> **Requirements**
Reproduce word for word the passage below on the Samuel Warfield House, beginning at the words "Around 1845, Irish" and stopping after "exposed to auction.".

> **Excerpted text**
____________________

05/06/2026
Owned by since 1998, the restored Samuel Warfield House at 338 N Upper has compelling connections to several of the city’s leading African Americans.
Around 1845, Irish rope manufacturer James Weir built this late Federal-style residence as a speculative venture. His primary, adjoining property lay to the east on N Limestone and faced what is now the Carrick House. Weir sold the new building in 1846 to Samuel Warfield, a literate bricklayer and free African American; he resided there with his wife, Harriet, and their four small children until 1851. Dry goods dealer and cattle rancher Isaac W. Scott then owned the house, selling it in 1864 to William Caldwell, another Black bricklayer. In 1893, Emily O. Warfield, who by then was working as a schoolteacher or domestic laborer, reclaimed her childhood home. When she passed away in 1910, a legal dispute between her heirs and one line of the Caldwell family resulted in the property being exposed to auction.

____________________

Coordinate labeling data

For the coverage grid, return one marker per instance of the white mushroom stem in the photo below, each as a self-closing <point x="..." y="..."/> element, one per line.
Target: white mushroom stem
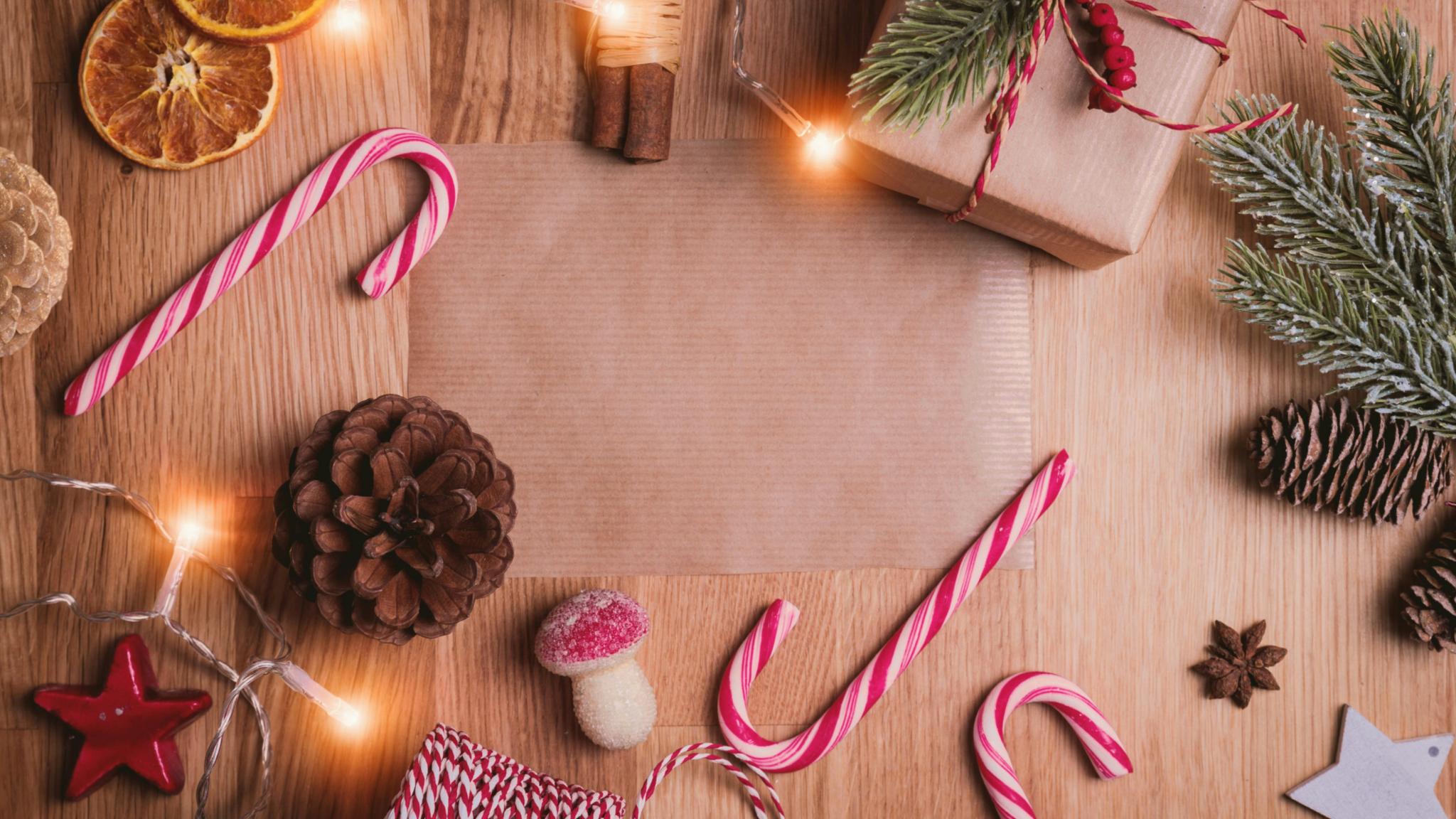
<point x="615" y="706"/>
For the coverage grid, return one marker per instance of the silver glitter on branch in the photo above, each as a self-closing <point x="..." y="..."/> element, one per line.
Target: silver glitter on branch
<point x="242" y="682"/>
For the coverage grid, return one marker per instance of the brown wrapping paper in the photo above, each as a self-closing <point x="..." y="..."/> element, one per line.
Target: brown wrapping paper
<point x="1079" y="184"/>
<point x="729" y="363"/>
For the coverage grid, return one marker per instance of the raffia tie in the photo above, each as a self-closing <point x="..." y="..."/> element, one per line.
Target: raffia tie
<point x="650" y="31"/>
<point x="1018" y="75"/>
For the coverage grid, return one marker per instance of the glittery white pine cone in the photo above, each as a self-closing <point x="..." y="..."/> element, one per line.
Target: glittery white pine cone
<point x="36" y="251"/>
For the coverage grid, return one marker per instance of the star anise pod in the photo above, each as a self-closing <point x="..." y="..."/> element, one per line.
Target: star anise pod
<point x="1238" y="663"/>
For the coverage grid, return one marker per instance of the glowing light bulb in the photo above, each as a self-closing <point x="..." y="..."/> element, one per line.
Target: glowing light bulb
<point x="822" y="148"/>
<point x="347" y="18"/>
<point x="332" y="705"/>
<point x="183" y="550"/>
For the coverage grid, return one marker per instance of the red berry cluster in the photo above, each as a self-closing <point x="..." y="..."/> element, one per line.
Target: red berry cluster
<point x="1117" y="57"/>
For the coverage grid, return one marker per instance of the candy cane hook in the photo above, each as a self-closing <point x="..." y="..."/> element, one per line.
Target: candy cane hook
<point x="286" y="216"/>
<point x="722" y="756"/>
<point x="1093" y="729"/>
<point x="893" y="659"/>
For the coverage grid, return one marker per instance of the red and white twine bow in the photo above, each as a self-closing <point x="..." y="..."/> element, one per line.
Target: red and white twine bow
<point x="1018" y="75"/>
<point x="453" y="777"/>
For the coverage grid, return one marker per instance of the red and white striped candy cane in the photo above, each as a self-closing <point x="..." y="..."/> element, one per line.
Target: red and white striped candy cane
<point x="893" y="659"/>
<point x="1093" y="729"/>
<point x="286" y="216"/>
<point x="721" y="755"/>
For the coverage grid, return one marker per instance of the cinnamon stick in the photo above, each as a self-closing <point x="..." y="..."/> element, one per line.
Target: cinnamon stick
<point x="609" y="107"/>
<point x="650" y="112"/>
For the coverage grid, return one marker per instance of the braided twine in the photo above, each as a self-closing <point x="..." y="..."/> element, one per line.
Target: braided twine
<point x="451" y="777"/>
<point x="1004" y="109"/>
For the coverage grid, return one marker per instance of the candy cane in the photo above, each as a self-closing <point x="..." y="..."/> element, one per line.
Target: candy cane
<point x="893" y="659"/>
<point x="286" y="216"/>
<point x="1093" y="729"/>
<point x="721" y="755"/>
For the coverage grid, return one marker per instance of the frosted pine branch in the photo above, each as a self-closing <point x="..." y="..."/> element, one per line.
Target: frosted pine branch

____________________

> **Answer**
Around 1845, Irish rope manufacturer James Weir built this late Federal-style residence as a speculative venture. His primary, adjoining property lay to the east on N Limestone and faced what is now the Carrick House. Weir sold the new building in 1846 to Samuel Warfield, a literate bricklayer and free African American; he resided there with his wife, Harriet, and their four small children until 1851. Dry goods dealer and cattle rancher Isaac W. Scott then owned the house, selling it in 1864 to William Caldwell, another Black bricklayer. In 1893, Emily O. Warfield, who by then was working as a schoolteacher or domestic laborer, reclaimed her childhood home. When she passed away in 1910, a legal dispute between her heirs and one line of the Caldwell family resulted in the property being exposed to auction.